> [TASK TO COMPLETE]: Find the line with "negative clicks: (157, 144) (164, 159)" and the line with "box: [233, 967, 820, 1578]" in the entries below; output exactly those two lines, every line between them, and no others.

> [Stored data]:
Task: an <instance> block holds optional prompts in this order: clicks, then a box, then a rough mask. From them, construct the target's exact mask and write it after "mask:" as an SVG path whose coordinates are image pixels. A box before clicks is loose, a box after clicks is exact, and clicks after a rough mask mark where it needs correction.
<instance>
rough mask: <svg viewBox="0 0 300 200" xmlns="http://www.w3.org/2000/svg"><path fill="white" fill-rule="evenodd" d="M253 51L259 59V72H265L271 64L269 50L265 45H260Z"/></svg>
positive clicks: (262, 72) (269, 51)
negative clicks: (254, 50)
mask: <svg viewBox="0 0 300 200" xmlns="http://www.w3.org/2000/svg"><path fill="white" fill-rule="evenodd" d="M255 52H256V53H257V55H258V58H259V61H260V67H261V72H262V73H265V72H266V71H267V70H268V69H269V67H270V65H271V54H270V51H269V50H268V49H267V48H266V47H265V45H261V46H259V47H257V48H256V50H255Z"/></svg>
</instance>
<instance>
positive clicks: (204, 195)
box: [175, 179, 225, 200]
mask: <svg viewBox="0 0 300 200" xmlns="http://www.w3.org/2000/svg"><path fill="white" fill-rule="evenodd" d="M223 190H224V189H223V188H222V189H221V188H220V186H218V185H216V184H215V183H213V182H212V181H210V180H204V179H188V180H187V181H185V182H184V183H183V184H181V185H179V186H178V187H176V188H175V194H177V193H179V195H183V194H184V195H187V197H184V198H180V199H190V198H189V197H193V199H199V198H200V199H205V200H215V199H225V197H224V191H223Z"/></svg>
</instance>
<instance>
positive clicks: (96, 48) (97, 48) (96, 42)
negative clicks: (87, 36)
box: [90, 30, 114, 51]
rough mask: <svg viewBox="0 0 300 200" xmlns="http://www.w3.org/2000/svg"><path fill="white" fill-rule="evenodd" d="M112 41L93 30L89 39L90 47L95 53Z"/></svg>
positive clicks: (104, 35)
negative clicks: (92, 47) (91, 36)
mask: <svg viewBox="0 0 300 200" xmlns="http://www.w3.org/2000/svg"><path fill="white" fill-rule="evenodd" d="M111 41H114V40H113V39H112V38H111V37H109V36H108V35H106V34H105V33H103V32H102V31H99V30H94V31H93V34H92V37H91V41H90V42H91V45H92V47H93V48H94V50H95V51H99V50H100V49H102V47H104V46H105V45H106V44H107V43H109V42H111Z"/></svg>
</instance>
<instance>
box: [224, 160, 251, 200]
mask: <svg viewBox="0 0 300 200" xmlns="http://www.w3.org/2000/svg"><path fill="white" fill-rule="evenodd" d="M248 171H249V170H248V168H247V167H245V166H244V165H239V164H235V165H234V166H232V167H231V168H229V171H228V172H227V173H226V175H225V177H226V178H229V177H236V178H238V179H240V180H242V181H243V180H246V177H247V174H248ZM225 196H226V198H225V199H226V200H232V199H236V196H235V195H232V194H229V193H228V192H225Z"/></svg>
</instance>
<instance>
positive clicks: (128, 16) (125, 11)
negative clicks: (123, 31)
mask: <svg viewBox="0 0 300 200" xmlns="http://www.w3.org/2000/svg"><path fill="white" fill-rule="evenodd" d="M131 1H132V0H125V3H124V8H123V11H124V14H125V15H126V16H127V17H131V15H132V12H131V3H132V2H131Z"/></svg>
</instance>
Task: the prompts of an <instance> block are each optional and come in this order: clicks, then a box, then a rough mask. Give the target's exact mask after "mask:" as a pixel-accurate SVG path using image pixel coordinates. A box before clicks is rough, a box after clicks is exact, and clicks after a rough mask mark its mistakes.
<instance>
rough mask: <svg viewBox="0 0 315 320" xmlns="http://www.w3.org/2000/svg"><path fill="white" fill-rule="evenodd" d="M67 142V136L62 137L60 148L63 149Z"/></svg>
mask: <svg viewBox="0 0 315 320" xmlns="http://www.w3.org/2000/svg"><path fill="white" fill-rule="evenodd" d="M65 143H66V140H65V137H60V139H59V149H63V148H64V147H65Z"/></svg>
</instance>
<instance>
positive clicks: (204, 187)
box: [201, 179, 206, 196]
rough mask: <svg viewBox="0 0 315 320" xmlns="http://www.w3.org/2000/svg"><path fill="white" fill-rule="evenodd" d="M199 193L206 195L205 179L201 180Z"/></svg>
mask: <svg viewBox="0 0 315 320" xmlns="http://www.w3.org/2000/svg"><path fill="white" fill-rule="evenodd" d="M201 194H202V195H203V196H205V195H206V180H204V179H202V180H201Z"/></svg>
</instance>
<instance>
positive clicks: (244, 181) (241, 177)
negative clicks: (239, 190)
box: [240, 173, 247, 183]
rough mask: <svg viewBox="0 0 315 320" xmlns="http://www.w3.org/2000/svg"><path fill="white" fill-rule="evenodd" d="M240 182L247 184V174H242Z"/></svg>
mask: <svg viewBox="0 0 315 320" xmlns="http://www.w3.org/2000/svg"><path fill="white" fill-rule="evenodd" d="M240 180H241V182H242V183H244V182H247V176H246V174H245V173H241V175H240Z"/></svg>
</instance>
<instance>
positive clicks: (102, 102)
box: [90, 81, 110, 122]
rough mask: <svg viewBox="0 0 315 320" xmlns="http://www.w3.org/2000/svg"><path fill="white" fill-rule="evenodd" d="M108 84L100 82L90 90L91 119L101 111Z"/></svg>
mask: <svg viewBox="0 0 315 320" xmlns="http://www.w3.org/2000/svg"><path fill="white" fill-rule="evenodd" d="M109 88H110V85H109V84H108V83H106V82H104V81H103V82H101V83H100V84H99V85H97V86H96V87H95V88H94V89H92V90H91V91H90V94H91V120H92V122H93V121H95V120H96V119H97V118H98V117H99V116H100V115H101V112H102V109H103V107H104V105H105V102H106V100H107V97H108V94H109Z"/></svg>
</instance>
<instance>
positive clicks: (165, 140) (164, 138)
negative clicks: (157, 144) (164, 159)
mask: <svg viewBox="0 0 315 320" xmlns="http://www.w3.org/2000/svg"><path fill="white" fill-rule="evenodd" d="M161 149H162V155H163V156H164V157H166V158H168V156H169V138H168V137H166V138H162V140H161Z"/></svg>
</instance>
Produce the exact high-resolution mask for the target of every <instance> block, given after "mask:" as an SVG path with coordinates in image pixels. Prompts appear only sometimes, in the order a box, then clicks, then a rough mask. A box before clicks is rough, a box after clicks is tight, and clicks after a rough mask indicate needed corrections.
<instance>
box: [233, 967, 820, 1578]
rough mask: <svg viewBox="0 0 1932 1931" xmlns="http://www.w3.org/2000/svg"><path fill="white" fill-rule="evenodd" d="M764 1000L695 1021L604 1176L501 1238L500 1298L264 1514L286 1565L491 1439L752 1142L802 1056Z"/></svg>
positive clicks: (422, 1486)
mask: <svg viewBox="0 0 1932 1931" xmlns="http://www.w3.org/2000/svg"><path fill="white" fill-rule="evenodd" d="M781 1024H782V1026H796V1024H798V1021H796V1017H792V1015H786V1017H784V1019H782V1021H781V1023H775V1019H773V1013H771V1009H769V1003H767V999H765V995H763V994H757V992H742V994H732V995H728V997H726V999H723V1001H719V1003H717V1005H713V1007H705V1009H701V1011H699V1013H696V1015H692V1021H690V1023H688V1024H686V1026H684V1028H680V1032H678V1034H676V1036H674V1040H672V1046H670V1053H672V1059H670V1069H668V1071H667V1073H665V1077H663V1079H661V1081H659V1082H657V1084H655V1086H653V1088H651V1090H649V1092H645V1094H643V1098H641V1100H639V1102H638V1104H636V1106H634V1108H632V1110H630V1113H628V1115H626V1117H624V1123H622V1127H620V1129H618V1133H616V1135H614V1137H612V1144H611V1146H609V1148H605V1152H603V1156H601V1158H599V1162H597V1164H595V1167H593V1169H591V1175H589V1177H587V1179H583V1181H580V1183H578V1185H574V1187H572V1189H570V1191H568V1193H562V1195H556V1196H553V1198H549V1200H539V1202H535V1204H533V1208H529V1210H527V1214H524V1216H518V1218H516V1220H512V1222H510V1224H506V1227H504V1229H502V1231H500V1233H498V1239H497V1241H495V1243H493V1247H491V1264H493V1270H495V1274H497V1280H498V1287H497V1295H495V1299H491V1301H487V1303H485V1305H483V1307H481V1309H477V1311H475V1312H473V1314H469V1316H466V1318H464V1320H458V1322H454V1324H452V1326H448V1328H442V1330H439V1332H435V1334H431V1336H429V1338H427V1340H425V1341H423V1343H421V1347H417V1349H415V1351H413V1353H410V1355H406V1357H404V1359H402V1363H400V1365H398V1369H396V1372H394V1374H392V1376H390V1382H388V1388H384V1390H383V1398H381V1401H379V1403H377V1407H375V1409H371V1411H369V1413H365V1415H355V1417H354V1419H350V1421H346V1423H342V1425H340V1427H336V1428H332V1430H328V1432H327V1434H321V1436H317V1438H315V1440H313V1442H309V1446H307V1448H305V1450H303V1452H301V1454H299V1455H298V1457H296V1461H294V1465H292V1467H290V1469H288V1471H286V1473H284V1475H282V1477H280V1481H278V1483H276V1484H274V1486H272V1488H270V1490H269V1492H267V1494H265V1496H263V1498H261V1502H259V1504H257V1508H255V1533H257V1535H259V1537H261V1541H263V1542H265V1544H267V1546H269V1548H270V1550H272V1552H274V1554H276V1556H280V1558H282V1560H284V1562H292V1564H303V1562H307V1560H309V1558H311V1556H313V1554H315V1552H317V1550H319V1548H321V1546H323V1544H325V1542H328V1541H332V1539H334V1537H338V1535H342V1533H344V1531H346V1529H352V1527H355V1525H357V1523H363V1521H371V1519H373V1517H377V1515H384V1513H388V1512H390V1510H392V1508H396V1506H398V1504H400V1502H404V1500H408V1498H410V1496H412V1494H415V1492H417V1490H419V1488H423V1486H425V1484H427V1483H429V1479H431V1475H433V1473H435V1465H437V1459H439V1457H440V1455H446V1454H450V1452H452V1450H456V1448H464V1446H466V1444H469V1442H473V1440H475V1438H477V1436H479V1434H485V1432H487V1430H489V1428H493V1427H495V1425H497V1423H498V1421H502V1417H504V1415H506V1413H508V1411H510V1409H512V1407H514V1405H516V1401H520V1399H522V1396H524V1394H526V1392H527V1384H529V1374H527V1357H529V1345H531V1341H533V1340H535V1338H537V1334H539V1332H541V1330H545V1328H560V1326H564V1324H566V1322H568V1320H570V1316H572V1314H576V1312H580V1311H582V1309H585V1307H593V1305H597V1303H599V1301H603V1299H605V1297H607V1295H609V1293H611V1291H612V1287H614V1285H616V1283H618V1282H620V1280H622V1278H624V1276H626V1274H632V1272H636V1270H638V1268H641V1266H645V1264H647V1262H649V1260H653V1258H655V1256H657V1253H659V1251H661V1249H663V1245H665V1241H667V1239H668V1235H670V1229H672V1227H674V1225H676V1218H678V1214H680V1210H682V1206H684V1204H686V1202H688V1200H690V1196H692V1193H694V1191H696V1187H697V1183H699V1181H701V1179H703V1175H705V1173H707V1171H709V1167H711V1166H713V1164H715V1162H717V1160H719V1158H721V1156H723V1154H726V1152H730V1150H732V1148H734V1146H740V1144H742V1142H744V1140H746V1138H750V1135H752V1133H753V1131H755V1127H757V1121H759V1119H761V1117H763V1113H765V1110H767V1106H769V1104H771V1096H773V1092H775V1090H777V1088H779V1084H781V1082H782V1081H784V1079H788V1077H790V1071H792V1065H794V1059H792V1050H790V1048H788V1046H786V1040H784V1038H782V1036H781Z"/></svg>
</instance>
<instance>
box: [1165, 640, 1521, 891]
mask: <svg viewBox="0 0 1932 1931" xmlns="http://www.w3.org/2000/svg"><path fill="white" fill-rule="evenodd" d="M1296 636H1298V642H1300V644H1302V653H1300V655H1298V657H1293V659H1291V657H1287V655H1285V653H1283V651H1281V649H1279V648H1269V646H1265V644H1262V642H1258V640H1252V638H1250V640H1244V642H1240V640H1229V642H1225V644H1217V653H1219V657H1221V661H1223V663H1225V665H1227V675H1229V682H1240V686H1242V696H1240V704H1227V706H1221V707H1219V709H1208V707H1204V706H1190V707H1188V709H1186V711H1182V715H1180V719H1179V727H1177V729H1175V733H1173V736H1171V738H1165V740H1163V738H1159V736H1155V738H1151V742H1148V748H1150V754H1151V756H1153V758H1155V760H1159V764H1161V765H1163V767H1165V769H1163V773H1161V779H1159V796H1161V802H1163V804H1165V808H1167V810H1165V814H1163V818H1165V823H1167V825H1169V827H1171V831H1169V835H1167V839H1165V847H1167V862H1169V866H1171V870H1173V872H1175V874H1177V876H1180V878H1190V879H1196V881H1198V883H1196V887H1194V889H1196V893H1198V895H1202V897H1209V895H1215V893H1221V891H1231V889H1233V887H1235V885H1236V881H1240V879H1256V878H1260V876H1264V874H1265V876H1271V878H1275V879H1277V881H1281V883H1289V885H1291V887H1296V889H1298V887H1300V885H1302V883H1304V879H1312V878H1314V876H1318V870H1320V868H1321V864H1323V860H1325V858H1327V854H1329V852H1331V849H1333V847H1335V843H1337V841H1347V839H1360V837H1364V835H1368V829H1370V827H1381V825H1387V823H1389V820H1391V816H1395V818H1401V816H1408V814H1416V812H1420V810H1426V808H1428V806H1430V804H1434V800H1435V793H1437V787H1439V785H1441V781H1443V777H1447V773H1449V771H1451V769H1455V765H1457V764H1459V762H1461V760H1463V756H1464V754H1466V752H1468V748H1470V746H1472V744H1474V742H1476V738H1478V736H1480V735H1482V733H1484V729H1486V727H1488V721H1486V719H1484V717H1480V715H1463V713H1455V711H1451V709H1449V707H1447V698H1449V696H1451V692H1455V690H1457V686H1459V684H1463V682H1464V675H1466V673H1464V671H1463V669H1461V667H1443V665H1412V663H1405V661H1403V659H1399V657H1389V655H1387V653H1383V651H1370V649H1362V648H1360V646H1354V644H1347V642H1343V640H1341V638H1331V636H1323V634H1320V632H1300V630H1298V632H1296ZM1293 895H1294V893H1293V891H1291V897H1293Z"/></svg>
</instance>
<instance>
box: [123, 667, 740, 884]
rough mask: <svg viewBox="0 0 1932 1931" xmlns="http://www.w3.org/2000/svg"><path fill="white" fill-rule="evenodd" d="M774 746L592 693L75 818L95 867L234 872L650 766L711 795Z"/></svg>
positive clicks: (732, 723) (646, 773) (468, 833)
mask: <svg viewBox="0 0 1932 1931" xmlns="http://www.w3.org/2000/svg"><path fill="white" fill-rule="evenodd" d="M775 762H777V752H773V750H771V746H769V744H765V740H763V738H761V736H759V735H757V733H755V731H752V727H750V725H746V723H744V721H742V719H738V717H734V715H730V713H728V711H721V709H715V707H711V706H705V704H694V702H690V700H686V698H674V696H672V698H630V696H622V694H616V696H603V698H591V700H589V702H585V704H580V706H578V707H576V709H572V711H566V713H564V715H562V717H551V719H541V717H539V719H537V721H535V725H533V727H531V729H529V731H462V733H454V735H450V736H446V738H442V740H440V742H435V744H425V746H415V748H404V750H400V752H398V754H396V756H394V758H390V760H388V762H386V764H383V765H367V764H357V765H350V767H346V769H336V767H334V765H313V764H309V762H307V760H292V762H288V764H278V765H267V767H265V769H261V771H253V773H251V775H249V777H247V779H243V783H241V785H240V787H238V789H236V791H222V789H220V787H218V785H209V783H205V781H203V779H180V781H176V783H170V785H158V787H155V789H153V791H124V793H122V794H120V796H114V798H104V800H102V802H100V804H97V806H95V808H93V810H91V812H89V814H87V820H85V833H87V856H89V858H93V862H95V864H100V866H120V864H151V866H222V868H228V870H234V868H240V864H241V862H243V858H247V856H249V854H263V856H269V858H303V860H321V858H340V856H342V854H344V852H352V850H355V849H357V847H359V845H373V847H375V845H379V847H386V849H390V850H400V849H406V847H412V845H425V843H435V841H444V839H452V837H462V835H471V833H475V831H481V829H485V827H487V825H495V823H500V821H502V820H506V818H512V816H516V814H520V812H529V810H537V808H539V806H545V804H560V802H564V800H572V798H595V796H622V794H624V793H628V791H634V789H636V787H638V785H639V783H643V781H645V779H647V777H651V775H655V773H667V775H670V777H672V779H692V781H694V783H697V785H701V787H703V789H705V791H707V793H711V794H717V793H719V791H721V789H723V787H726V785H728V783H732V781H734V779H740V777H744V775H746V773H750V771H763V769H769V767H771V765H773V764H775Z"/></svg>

> [REPLY TO THE EXERCISE]:
negative clicks: (157, 144) (164, 159)
mask: <svg viewBox="0 0 315 320" xmlns="http://www.w3.org/2000/svg"><path fill="white" fill-rule="evenodd" d="M161 149H162V155H163V156H164V157H166V158H168V156H169V138H168V137H166V138H162V140H161Z"/></svg>
</instance>
Produce the exact high-resolution mask for the target of every <instance> block, given after "mask:" as an SVG path with coordinates in image pixels. Prompts appear only sometimes, in the order a box, then clicks, then a rough mask. A box before clicks is rough, a box after clicks is tight, and clicks after a rough mask indicate needed corrections.
<instance>
box: [233, 967, 820, 1578]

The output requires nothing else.